Copy the data from the line containing "to the television" through the end, swapping each "instance" for "occurrence" and changing nothing else.

• [Provided records]
· · · ·

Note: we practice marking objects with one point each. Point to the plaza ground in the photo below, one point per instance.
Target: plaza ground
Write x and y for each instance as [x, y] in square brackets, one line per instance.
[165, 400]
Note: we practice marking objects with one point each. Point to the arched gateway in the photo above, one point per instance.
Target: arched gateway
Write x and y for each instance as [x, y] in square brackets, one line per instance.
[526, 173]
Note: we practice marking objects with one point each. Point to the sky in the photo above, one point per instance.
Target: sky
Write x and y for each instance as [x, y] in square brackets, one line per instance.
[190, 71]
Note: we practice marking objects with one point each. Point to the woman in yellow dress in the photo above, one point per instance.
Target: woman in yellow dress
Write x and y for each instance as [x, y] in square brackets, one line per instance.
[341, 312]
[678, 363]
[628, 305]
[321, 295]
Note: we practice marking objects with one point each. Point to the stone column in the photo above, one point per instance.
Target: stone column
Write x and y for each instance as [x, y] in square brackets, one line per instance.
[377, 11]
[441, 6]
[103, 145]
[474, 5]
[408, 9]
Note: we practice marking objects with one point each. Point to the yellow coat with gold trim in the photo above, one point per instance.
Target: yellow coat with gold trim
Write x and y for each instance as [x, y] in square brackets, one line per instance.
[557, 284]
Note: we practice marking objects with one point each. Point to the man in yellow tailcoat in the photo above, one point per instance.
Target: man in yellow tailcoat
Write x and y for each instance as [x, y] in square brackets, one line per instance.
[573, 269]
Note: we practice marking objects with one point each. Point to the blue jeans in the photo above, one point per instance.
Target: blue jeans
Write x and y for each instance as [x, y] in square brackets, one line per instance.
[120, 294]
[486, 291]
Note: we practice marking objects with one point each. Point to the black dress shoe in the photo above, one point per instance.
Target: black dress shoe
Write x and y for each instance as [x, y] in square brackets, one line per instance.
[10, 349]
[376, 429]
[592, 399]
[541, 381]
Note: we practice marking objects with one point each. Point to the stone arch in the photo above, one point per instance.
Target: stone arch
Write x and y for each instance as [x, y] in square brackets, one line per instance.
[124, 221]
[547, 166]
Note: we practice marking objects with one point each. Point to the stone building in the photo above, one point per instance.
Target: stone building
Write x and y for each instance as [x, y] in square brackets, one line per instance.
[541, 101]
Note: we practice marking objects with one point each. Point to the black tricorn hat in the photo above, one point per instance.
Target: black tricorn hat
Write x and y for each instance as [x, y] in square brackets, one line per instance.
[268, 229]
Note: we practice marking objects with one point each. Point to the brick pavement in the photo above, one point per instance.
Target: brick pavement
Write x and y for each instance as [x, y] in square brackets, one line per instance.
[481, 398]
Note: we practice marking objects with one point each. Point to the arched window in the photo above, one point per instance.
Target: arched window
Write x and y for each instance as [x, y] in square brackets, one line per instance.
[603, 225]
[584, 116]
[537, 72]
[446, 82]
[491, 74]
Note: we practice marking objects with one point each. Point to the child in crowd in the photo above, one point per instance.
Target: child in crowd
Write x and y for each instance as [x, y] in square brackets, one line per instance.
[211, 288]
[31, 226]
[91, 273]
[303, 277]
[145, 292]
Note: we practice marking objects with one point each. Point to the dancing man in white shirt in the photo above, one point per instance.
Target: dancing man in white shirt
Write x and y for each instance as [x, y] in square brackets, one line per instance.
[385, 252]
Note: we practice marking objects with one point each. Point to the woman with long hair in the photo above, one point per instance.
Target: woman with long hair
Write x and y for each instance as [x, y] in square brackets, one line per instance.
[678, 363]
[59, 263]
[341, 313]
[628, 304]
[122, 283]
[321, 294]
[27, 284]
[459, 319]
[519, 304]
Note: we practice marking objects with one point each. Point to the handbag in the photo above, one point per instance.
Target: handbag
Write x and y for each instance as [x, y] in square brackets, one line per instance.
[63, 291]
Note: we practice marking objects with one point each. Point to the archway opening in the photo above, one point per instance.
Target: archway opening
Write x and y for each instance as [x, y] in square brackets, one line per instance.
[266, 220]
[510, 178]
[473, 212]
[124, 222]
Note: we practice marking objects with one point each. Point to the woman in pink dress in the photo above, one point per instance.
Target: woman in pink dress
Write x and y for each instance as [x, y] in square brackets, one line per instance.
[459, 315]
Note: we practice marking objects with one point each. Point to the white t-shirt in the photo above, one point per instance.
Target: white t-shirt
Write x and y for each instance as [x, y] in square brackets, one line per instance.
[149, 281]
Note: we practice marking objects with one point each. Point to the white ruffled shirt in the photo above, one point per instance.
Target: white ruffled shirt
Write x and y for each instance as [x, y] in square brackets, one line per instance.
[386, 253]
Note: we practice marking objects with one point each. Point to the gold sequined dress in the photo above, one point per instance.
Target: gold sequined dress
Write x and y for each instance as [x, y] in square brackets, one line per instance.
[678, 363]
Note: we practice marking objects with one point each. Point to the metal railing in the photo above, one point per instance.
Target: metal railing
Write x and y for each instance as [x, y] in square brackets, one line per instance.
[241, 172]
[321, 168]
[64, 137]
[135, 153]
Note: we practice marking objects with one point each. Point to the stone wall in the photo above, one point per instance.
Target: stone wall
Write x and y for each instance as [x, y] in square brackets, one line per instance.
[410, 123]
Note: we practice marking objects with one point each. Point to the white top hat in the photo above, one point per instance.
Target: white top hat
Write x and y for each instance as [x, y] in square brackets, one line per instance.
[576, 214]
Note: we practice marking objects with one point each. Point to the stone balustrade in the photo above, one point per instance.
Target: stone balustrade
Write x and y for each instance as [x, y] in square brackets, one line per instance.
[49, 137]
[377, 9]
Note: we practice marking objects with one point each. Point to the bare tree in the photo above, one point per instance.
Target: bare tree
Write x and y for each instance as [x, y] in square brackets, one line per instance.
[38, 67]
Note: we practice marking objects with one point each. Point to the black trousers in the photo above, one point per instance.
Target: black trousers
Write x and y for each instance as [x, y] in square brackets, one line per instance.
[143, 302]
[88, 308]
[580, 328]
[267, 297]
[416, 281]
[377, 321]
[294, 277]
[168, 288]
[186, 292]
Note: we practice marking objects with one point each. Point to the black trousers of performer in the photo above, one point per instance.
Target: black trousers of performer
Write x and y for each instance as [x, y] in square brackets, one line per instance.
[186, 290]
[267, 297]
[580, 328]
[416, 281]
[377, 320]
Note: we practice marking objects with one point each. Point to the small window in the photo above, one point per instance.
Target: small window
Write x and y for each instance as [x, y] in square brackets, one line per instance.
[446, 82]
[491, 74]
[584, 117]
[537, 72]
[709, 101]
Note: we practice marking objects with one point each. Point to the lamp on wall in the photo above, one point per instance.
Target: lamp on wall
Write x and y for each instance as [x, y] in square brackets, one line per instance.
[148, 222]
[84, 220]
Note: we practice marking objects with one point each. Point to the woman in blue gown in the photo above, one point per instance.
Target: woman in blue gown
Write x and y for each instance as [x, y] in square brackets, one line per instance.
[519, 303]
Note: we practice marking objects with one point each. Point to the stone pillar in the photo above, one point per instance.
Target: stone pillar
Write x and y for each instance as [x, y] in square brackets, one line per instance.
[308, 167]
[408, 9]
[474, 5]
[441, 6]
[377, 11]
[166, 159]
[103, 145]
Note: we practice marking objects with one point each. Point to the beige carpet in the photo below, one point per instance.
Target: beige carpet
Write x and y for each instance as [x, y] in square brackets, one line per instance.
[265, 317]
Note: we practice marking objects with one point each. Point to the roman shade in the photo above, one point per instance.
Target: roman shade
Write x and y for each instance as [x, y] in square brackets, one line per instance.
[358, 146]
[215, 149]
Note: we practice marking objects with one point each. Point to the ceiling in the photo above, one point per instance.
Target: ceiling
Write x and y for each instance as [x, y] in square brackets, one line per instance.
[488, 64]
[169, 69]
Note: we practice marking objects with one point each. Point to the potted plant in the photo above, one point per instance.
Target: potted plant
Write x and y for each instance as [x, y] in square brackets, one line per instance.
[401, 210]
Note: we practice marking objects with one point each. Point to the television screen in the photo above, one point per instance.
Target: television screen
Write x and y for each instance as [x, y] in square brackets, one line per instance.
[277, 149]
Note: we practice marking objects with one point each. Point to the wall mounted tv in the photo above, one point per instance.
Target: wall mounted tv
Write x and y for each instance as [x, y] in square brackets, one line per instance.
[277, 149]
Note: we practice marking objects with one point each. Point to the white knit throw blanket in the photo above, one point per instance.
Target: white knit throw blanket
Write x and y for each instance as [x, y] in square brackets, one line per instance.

· · · ·

• [Answer below]
Note: we practice marking objects with one point each. Point to the television screen in the photo above, one point per occurrence.
Target: television screen
Write x and y for each occurrence as [x, y] in square brackets, one line per occurrence.
[277, 149]
Note: we practice marking objects with one point each. Point to the wall mounted tv in the photo above, one point per occurrence.
Target: wall mounted tv
Write x and y for each occurrence as [x, y] in square brackets, one line per occurrence.
[277, 149]
Note: we practice marking objects with one point each. Point to the white knit throw blanket in the photo above, one point per occurrence.
Target: white knit throw blanket
Write x and y for each occurrence as [x, y] in square brackets, one line per occurrence.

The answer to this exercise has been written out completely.